■ TASKS FOR THIS EXERCISE:
- A) From the football interview transcript, list each of the specific ways the speaker says the team has hurt itself.
- B) Carry the football interview transcript forward from its final answer.

■ EXCERPTED TEXT:

I wish I had an answer. This game, I keep saying it over and over, each week comes down to execution. If you out-execute the team, you put yourself in a better situation to win, whether that's the first half and getting out to an early lead or it's finishing in the second half and getting a win. This first drive is going to be critical in this game for our offense and our defense, just to give us a little bit of momentum, give us some confidence, maybe quiet down the stadium a little bit, make it easier on ourselves communicating later on in the game if we can get out to a lead and play with a lead.
Q: You haven't played well in the second quarter. How do you sustain a drive?CP:
Again, it's execution. I think the biggest thing is whether we've been out-executed or not, there's been an number of times we've beaten ourselves. We've hurt ourselves with a penalty, with a missed assignment, a dropped ball, a bad throw, whatever it may be. It's not that we're not as athletic or not as physical or not as talented as the other team, it just comes down to execution and knowing your assignments, depending on what coverage you get, what defensive front you get, whatever it may be, and out-executing the opponent.
Q: How much pressure does it put on you in the second half if you don't have a good start?CP:
It's a whole different game plan playing from behind than it is playing with the lead. And unfortunately, we've been playing from behind virtually every game, it seems. When you're playing with a three-point lead, a seven-point lead, a 14-point lead, you play different. But when you play from behind with a two-touchdown deficit or a one-touchdown deficit, you feel like you're 21 points behind, you're 28 points behind. You start pressing a little bit. You feel like you need to score on every single drive. Sometimes we've been down only seven points and it feels like 21, and you try to do too much on one possession when all you can do is execute the play that's called and all you can get is one touchdown per drive. You can't get 14 points in one drive. I think that has been part of the thing -- we've been beating ourselves and trying to do a little bit too much, trying a little too hard and not executing.

■ DATA LINES:
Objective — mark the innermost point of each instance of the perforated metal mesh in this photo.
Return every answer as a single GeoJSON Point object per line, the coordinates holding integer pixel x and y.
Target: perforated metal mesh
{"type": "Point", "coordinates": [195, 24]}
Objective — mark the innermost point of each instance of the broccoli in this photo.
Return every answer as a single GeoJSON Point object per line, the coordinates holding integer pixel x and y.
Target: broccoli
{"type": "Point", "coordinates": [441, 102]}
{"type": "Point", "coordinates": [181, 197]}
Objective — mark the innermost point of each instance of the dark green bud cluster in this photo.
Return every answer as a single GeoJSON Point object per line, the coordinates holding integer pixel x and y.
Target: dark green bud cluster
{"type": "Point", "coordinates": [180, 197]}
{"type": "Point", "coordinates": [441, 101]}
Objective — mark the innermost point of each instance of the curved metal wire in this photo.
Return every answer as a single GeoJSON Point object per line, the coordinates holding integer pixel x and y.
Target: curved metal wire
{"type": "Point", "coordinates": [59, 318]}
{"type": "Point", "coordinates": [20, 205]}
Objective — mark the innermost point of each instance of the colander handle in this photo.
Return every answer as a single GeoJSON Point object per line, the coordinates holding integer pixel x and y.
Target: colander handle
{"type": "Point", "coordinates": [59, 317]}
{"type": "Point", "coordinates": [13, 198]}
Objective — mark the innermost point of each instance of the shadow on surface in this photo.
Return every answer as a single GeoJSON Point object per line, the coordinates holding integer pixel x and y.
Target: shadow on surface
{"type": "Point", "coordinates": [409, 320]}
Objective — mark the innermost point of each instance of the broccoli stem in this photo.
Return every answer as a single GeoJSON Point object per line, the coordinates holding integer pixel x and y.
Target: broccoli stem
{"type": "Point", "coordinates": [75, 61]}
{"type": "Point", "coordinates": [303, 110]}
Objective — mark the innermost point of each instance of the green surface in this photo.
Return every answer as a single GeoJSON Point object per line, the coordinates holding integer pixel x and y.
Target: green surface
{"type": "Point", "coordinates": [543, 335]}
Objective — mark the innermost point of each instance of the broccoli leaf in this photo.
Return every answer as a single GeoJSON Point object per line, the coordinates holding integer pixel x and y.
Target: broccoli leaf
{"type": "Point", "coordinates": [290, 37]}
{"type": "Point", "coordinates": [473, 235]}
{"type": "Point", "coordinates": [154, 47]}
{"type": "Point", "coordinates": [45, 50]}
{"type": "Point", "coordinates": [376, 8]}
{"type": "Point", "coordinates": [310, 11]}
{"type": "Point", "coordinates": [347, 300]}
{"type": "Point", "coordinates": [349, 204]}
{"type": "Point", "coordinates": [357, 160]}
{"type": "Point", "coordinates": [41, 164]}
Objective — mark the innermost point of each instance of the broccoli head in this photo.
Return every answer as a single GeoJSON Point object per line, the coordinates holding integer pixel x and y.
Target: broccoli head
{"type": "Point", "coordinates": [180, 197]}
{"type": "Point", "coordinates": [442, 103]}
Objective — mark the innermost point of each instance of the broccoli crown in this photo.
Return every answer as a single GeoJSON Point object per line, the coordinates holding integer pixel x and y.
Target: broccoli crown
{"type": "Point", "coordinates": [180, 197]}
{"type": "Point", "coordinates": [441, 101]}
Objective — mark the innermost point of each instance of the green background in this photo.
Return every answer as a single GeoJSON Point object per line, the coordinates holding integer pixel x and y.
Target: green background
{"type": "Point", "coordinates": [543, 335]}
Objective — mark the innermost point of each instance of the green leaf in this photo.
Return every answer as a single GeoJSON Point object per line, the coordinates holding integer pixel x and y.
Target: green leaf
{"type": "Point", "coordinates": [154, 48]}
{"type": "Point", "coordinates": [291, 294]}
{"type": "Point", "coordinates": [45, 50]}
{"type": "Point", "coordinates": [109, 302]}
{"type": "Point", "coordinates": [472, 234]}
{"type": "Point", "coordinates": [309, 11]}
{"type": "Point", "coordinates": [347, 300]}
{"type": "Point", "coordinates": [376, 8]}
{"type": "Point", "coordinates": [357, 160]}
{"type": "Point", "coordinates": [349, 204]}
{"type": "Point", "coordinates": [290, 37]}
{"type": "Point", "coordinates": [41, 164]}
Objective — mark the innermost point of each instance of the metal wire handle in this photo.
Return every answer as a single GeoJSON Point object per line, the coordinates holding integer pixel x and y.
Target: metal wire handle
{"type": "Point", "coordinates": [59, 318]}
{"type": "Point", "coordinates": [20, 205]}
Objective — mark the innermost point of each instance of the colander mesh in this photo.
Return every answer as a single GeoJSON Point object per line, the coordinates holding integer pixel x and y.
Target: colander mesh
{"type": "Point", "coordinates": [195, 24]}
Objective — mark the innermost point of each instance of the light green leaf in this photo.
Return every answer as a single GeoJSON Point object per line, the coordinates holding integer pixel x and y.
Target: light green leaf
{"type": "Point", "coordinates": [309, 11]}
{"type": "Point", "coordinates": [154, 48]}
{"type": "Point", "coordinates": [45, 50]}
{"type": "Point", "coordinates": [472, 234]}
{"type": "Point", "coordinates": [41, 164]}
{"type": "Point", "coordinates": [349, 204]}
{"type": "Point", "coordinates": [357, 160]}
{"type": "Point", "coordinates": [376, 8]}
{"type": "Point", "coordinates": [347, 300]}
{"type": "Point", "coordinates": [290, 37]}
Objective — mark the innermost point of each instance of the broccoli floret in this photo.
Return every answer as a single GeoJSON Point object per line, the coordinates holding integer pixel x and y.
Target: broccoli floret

■ THE RESULTS:
- A)
- A penalty
- A missed assignment
- A dropped ball
- A bad throw

- B)
Q: Rudi Johnson's back at practice and Kenny Watson is expected back. Would you like to see both incorporated into the offense?CP:
Oh, definitely. They're both too good of players not to. It's always a good thing when you're not sure which running back you want to play, because Kenny does so many good things and Rudi does so many good things and they're so different that it gives us a great change of pace. It mixes things up for us offensively. We can do different things with different guys, and really keeps the defense on their toes and keeps them guessing.
Q: Are you surprised at how T.J. (Houshmandzadeh) takes a licking and keeps on ticking?CP:
I mean, T.J. is as good a football player as there is in this league. But it really doesn't surprise me. I get surprised when I see him on the ground because I know he's tough. I know he's stronger than everybody on the field, I know he's got better balance and more toughness. There's been a couple of times when I think he's just had the wind knocked out of him, where a lot of guys, they don't come back into the game. But T.J. -- the first thing I do when I see him on the ground, I go over and kind of yell at him or talk a little smack to him, and he pops right up and gets back in the huddle and plays. A lot of times he gets blown up playing the position he plays, and playing against some of the teams in Cover 2 scenarios where he beats his man and the corner's waiting to get a shot on him. Like I said, there are a number of guys in this league that don't return to games after shots like some of the ones he's taken.
Q: Do you look at him as a No. 2 receiver?CP:
He's leading our team in catches. He's leading, I think, the league in catches. I've said it before: I wouldn't trade him for any receiver in this league, point-blank. He's done nothing but make plays this first half of the season. Done nothing but makes plays that a lot of guys can't. I can't say enough good things about T.J.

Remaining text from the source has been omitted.